- **EXERCISE REQUIREMENTS**: Could you set down, word for word, the part of the "Pearl Harbor" review below that runs from "Just as the" up to and including "of Pearl Harbor."?

Pearl Harbor

A three-hour movie featuring a fictional love triangle set against a historic tragedy in which the action scenes are far better than the romance scenes. Yes, “Titanic” was a good movie. But we’re talking about “Pearl Harbor,” which is a great deal better.

The film is easily divided into two halves: The mediocre half and the excellent half. The mediocre one comes first, unfortunately, as for the first 90 minutes a sterile, perfunctory romance is established between Army flyer Rafe McCawley (Ben Affleck) and nurse Evelyn Johnson (Kate Beckinsale).

It’s early 1941, when the rest of the world is at war and America is still doing the Lindy hop. Eager to fight, Rafe join the Eagle Squadron, a British flying force of otherwise-unneeded American pilots. When he’s shot down over the Atlantic, Evelyn mourns herself right into the arms of Rafe’s best friend Danny Walker (Josh Hartnett). They’ve both finally found some peace after Rafe’s death and are stationed at paradisiacal Pearl Harbor when Rafe shows up, quite not-dead indeed. (The movie cheated, by the way, in telling us Rafe was dead but failing to mention no body had been found.)

Just as the romantic triangle is hitting the fan, and Rafe and Danny are hitting each other, the Japanese — or “Japs,” as we called them in those days — bomb the crud out of Pearl Harbor.

Thus begins the excellent half of the movie, which commences with a 30-minute attack sequence that is ungruesome — no severed limbs or gushing blood — and yet terrifyingly realistic. Director Michael Bay, who has directed his share of loud, senseless piffle (“Armageddon” and “The Rock,” specifically), delivers the goods this time. His long tracking shots that follow the bombs as they drop from the planes are more than just cool gimmicks. They’re exhilarating moments that bear the mark of near-genius. We’re not just there in the middle of the war; we’re sitting on the bombs like Slim Pickens in “Dr. Strangelove.”

A second look:

12/7/2011: Re-Views: ‘Pearl Harbor’ (2001)

The love triangle takes a backseat to the war, but rest assured that when it resurfaces, it’s as melodramatic as ever. Screenwriter Randall Wallace (who also wrote “Braveheart”; brevity apparently is not his strong suit) at this point switches from romantic-drama cliches to war-movie cliches. (A main character, injured on the battlefield, actually says, “I’m not gonna make it!”; the “Go on without me!” is implied.)

The aforementioned mediocre half of the film is essentially a series of sentimental skits — Rafe and Evelyn sneak onto a boat for fun! Danny and Evelyn go joyriding in a plane! — designed to make teen-age girls’ hearts flutter. (Imagine “Titanic” if Kate’s weaselly fiance and Jack had BOTH been adorable.) It’s an epic-scale film without the characters to back it up, a movie that knows it needs to be long and sprawling but that forgot to come up with anything new in terms of stories or people. (For 90 minutes, I kept thinking, “OK, enough exposition. Where are the bombs?”)

- **COLLECTED MATERIAL**:
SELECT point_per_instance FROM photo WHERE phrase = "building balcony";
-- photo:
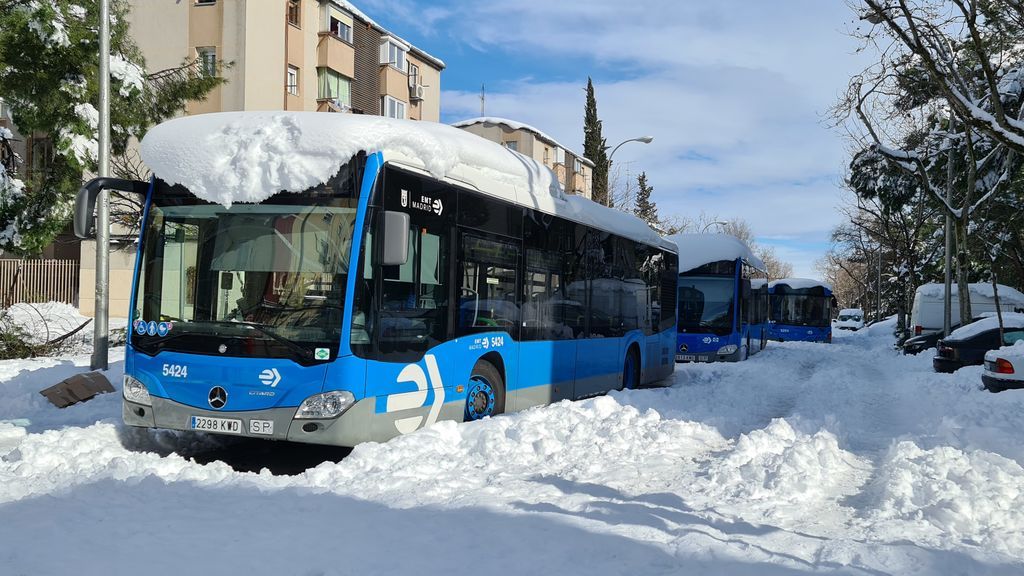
(335, 53)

- **ANSWER TO THE PROBLEM**:
Just as the romantic triangle is hitting the fan, and Rafe and Danny are hitting each other, the Japanese — or “Japs,” as we called them in those days — bomb the crud out of Pearl Harbor.